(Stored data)
((

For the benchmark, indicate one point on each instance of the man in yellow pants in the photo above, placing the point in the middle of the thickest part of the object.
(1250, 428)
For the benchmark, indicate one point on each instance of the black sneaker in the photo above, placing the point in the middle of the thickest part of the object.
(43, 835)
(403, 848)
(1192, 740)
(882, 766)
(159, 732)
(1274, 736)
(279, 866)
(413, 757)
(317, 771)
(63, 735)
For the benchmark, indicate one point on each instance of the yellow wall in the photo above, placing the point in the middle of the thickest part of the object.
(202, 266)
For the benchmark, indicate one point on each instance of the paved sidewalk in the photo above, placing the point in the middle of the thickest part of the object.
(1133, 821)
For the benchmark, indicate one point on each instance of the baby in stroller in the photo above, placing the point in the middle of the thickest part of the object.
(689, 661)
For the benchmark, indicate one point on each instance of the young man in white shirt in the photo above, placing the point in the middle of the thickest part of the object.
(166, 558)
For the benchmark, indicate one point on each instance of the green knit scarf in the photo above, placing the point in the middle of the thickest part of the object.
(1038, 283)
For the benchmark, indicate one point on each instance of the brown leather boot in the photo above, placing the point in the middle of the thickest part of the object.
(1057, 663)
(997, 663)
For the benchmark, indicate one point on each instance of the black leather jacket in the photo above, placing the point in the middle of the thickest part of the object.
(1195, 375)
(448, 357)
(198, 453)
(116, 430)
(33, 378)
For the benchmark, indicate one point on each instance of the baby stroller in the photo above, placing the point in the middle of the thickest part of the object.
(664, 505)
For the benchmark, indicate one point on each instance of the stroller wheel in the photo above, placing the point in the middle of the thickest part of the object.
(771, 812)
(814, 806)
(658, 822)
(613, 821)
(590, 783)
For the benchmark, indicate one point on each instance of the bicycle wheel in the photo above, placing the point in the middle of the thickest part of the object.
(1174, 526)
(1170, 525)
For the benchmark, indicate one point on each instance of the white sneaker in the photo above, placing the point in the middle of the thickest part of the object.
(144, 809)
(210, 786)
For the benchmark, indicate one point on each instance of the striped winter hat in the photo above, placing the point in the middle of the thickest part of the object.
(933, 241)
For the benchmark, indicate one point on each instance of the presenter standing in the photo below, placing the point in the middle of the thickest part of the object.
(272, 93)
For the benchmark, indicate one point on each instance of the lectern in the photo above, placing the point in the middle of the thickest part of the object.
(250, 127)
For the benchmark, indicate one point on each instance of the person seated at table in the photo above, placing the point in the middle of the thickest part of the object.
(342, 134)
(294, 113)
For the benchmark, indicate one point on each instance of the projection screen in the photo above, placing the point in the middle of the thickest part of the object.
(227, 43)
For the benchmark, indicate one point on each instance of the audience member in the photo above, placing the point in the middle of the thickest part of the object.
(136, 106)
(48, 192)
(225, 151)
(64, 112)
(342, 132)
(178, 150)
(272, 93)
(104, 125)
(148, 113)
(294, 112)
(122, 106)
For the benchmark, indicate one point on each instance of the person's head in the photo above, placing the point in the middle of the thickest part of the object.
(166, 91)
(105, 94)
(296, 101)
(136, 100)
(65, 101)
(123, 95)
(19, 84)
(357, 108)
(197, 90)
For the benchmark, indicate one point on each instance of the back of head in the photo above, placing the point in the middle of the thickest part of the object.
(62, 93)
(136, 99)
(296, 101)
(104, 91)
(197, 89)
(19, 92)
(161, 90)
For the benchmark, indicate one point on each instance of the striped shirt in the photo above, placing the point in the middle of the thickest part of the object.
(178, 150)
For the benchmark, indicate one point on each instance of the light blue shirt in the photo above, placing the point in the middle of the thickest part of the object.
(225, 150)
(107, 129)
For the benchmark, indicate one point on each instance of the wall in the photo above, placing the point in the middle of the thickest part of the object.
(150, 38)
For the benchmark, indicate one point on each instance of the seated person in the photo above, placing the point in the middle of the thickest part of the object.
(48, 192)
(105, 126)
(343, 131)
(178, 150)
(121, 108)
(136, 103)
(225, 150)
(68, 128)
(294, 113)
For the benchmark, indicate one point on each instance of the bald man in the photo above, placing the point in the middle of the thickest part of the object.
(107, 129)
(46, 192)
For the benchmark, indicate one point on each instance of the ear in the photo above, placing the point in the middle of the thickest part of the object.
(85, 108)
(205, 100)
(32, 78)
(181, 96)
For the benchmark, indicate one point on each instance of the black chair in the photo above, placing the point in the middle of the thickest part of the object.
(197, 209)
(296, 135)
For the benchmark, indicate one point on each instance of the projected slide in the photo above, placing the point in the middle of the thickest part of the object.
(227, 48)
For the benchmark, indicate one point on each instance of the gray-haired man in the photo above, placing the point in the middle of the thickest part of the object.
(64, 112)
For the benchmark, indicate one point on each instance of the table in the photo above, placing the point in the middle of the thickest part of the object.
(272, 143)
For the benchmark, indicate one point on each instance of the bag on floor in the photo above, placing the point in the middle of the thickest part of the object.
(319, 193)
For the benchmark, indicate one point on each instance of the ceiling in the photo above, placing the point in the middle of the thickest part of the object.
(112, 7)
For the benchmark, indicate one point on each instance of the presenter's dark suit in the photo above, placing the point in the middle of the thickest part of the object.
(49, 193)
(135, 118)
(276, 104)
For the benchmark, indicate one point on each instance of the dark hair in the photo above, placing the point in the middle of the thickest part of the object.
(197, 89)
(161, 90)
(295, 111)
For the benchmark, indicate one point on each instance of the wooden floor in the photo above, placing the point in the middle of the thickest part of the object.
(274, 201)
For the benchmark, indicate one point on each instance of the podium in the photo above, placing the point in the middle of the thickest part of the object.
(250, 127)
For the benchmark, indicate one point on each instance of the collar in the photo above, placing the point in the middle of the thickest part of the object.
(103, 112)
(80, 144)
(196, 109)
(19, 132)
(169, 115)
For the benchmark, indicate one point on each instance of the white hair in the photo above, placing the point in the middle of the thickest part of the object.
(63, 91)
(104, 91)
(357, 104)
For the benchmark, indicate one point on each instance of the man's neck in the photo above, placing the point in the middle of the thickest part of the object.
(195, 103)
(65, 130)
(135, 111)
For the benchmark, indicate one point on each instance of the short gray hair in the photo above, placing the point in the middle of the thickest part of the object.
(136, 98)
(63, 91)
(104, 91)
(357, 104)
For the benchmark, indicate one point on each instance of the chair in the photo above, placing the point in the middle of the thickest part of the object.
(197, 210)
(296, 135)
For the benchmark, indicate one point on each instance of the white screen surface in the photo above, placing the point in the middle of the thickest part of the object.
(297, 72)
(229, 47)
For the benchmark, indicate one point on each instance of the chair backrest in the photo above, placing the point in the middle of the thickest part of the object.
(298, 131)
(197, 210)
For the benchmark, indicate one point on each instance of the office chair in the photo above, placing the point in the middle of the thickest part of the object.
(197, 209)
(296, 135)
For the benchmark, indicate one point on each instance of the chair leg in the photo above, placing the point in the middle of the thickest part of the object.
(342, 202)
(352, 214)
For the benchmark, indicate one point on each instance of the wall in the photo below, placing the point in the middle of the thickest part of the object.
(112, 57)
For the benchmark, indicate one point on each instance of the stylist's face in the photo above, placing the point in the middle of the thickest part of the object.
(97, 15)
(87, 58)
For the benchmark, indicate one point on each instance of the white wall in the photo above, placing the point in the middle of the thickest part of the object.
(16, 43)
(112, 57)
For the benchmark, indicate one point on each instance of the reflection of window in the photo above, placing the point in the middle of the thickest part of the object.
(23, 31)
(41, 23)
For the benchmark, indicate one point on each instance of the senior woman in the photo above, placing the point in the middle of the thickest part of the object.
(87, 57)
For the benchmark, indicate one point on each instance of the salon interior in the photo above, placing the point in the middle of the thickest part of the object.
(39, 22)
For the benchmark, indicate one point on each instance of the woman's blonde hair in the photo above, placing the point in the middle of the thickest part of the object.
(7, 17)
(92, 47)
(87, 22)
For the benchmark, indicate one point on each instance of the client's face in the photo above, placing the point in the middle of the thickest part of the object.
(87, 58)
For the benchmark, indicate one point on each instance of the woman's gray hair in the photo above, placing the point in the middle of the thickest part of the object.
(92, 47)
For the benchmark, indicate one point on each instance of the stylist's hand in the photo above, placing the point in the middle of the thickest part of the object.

))

__Given instruction__. Reproduce the data above word for word, starting at the line containing "the woman's blonde" and continuing through the final line.

__Result below__.
For the benchmark, indicate one point on each instance of the woman's blonde hair in the photo above, placing the point in the middle of the thickest part of the object.
(7, 17)
(92, 47)
(87, 22)
For the benchmark, indicate one point on each instance of the client's face in the photo above, placing the point in the middle of the thickest part of the object.
(87, 58)
For the benchmark, indicate one point on each instance of the woman's gray hair in the photo above, placing the point in the middle of the thickest part of the object.
(92, 47)
For the benchmark, indicate one point on each instance of the stylist's hand in the photo above, placing the point in the middle of the thickest part of the object.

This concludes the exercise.